Exercise instructions - Begin with the line holding "One keypoint belongs to every instance. Tag the puppy's muzzle", then print every line after it through the end of the data, exactly and with nothing added.

Records shown -

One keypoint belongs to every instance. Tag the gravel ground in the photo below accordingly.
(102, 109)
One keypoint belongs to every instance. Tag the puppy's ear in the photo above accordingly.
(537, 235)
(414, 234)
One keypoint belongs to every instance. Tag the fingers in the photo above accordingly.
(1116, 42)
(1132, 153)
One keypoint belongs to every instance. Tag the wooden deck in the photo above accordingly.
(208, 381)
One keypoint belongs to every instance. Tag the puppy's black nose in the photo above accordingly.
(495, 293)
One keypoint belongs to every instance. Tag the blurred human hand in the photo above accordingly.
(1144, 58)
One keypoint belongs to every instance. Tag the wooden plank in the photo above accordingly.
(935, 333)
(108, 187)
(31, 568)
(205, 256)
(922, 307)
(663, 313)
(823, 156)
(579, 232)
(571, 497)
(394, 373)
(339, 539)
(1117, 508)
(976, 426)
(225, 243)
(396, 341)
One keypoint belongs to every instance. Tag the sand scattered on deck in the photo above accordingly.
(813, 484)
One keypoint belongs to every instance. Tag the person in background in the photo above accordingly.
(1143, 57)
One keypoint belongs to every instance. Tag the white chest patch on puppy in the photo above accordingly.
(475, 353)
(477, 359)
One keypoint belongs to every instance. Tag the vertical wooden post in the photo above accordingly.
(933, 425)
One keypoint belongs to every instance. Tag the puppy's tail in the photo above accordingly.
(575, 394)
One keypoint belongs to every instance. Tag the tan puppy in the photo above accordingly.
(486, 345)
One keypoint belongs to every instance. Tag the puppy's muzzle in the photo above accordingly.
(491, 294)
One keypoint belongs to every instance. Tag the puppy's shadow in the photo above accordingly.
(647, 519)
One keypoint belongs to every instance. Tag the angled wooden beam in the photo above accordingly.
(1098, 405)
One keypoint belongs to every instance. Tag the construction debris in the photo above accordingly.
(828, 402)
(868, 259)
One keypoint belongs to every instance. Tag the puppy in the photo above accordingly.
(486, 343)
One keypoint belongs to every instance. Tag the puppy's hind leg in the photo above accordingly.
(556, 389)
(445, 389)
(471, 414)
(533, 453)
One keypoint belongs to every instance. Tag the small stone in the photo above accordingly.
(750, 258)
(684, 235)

Task response -
One keypoint belongs to every instance. Tag the puppy's muzzle in the photo above accordingly.
(491, 294)
One keypoint belongs to every instance. Tag the puppy's shadow in the photo above accordingly.
(647, 519)
One keypoint belongs to every instance. Tag the angled wooden beam in the photo above accordingly.
(1098, 405)
One keypoint belongs to every instance. Tag the construction debris in the photo above accordingly.
(828, 402)
(868, 259)
One keypoint belongs to every instance. Tag the puppy in the photo above accordingly.
(486, 343)
One keypoint belongs to every instance. Tag the puppy's hind leg in the photo above accordingly.
(556, 389)
(445, 389)
(471, 414)
(533, 453)
One keypoint belongs to every instance. Tag the small stone in the photo above accordingly.
(750, 258)
(684, 235)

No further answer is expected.